*The exercise*
Set down the following material line for line, without changing anything.

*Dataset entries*
____

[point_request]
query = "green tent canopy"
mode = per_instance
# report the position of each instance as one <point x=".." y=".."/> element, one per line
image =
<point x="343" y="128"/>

____

*Answer to the problem*
[point_request]
query = "green tent canopy"
mode = per_instance
# report the position of each instance as one <point x=".." y=".."/> element, one per line
image =
<point x="343" y="128"/>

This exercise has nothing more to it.